* start *

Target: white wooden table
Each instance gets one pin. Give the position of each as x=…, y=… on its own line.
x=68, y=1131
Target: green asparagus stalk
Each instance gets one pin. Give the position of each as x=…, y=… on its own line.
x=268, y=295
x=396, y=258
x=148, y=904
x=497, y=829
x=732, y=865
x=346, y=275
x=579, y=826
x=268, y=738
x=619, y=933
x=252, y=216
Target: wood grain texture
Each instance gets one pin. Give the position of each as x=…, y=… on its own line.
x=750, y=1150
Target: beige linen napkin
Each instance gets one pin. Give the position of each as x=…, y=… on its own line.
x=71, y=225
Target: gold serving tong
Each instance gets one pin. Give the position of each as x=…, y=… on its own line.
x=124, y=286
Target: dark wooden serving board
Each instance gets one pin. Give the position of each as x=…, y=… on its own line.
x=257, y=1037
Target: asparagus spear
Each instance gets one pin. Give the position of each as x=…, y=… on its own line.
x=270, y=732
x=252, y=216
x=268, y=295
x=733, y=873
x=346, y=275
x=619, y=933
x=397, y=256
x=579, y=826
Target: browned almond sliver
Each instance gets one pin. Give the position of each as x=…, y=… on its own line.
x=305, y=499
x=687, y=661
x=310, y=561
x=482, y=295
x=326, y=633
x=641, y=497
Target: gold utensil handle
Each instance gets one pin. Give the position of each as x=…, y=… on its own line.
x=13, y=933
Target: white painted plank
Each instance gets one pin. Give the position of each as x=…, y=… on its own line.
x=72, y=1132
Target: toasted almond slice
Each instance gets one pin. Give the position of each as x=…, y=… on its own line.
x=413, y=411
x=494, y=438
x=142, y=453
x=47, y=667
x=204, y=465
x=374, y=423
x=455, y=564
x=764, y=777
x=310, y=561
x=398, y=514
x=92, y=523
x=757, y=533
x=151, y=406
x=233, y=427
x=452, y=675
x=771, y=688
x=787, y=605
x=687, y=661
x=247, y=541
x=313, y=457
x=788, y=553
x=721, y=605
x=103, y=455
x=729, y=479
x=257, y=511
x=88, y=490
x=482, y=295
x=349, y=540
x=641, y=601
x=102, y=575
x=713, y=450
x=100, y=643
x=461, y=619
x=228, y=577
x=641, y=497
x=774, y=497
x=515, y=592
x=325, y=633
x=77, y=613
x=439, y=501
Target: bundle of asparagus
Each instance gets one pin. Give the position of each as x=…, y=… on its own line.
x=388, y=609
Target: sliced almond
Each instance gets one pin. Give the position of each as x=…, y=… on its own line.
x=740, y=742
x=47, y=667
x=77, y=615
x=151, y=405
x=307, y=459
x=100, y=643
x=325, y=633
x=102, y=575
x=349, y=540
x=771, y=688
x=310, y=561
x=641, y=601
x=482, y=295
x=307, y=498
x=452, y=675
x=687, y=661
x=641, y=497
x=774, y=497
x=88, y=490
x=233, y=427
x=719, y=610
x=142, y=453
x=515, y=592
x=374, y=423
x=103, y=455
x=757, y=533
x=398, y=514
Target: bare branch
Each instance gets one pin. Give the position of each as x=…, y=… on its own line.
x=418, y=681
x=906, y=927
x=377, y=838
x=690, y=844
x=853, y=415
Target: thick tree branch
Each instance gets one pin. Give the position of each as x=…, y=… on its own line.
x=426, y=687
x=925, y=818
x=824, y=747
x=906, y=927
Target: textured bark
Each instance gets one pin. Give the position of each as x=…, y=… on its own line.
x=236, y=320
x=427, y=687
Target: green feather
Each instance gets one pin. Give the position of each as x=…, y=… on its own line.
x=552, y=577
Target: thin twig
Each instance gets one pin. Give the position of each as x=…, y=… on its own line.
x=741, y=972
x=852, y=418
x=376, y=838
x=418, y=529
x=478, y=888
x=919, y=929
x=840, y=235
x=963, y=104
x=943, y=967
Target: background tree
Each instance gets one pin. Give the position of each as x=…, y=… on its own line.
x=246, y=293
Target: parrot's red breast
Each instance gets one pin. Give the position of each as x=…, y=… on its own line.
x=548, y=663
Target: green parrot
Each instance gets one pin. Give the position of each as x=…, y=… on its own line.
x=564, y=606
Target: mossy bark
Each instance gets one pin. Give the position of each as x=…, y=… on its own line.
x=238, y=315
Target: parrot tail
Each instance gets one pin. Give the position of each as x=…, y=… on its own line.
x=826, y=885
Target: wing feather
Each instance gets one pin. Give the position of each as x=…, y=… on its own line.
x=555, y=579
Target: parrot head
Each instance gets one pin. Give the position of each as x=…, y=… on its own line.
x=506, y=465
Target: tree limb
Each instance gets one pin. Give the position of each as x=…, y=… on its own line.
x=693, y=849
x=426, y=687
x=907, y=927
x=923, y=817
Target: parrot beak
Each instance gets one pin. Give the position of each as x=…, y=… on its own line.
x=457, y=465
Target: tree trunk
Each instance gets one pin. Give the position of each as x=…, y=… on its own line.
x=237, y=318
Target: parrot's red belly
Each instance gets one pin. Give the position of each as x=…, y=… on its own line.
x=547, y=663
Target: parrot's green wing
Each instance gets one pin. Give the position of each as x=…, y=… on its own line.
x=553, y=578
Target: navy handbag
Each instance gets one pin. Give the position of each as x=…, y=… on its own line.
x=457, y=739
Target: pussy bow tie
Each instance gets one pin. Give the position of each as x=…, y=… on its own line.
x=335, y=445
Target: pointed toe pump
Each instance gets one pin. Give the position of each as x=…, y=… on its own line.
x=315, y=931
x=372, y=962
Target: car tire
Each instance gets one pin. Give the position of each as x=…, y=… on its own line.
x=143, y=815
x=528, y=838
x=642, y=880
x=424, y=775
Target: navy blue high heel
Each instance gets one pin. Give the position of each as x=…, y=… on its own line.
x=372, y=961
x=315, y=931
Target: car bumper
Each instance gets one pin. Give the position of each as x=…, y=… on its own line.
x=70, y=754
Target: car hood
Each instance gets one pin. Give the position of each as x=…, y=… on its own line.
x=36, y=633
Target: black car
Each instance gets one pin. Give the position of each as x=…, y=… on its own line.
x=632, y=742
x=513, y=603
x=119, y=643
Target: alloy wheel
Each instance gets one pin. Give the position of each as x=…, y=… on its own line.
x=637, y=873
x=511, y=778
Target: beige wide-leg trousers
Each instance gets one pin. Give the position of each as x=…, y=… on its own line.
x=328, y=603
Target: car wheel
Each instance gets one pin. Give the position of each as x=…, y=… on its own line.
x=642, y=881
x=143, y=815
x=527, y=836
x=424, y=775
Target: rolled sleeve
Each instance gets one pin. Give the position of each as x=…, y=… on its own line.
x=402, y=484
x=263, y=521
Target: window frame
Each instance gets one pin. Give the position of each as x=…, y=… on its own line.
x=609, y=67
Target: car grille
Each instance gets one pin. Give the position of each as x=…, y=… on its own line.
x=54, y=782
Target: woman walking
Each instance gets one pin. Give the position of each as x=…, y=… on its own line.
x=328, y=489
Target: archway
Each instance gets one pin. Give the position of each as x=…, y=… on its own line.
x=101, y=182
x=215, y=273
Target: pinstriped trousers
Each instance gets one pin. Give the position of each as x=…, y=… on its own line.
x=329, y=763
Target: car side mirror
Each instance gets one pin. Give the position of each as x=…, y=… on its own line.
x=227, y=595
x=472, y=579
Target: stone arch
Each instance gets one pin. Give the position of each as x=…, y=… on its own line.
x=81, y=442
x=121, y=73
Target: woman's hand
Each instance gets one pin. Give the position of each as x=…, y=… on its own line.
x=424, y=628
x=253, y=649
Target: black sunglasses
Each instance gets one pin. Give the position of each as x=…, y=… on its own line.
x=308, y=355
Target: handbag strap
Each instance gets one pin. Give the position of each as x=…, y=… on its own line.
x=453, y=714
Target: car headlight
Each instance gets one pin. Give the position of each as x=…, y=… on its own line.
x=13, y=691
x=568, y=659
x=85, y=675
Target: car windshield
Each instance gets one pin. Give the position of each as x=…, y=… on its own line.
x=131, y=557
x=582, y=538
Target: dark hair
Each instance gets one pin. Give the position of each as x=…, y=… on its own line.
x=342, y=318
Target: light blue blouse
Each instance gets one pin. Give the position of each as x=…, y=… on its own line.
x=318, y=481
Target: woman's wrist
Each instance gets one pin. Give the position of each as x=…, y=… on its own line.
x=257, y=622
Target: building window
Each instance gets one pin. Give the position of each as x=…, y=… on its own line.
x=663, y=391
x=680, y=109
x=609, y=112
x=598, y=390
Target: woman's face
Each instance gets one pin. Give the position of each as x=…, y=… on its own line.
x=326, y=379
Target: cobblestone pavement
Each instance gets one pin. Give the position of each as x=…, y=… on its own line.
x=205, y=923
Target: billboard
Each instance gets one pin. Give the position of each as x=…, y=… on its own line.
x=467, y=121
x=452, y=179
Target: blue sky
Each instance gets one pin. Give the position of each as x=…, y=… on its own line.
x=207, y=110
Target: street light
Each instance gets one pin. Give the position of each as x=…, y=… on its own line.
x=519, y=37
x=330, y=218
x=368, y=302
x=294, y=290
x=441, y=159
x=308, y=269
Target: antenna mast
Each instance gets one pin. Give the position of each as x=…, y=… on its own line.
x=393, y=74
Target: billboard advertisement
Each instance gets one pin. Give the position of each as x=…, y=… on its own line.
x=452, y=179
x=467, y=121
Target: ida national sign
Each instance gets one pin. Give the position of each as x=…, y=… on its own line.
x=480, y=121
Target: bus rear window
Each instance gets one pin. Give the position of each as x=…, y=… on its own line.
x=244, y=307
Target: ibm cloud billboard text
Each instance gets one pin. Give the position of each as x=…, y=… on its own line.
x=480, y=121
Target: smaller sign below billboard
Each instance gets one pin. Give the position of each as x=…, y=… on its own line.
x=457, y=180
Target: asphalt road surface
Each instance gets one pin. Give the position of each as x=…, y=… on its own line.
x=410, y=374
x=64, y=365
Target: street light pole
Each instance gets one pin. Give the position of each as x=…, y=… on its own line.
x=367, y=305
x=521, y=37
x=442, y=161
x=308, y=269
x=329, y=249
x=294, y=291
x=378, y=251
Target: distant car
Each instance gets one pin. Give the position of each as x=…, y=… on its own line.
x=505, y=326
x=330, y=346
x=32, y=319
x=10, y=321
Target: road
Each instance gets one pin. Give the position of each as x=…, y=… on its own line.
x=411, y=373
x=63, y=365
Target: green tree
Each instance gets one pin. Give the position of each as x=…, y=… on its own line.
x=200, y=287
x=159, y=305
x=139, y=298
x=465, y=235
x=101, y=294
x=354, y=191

* end *

Extract the rows from the line with "Target: handbag strap" to the line with "x=205, y=923", both included, and reproduce them verbatim.

Exercise answer
Target: handbag strap
Each instance gets one pin. Give the position of each as x=…, y=… on its own line.
x=453, y=714
Target: car headlight
Each instance gets one pin. Give the position of each as x=…, y=… on its own line.
x=13, y=691
x=568, y=659
x=85, y=675
Target: car windshield
Each instance gets one pin. Give the position of each as x=…, y=… on its own line.
x=131, y=557
x=582, y=538
Target: dark hair
Each instance gets one pin. Give the position of each as x=…, y=… on its own line.
x=342, y=318
Target: light blue blouse
Each instance gets one pin. Give the position of each as x=…, y=… on its own line.
x=318, y=481
Target: woman's wrist
Each instance gets one pin. Give the position of each as x=…, y=… on its own line.
x=257, y=622
Target: building window
Each instance gets one pin. Give the position of each as x=…, y=… on its own line.
x=663, y=391
x=680, y=109
x=609, y=112
x=598, y=390
Target: woman's face
Each instance gets one pin. Give the position of each as x=…, y=… on its own line.
x=326, y=379
Target: cobblestone pavement
Each instance gets one pin. Give the position of each as x=…, y=… on its own line.
x=205, y=923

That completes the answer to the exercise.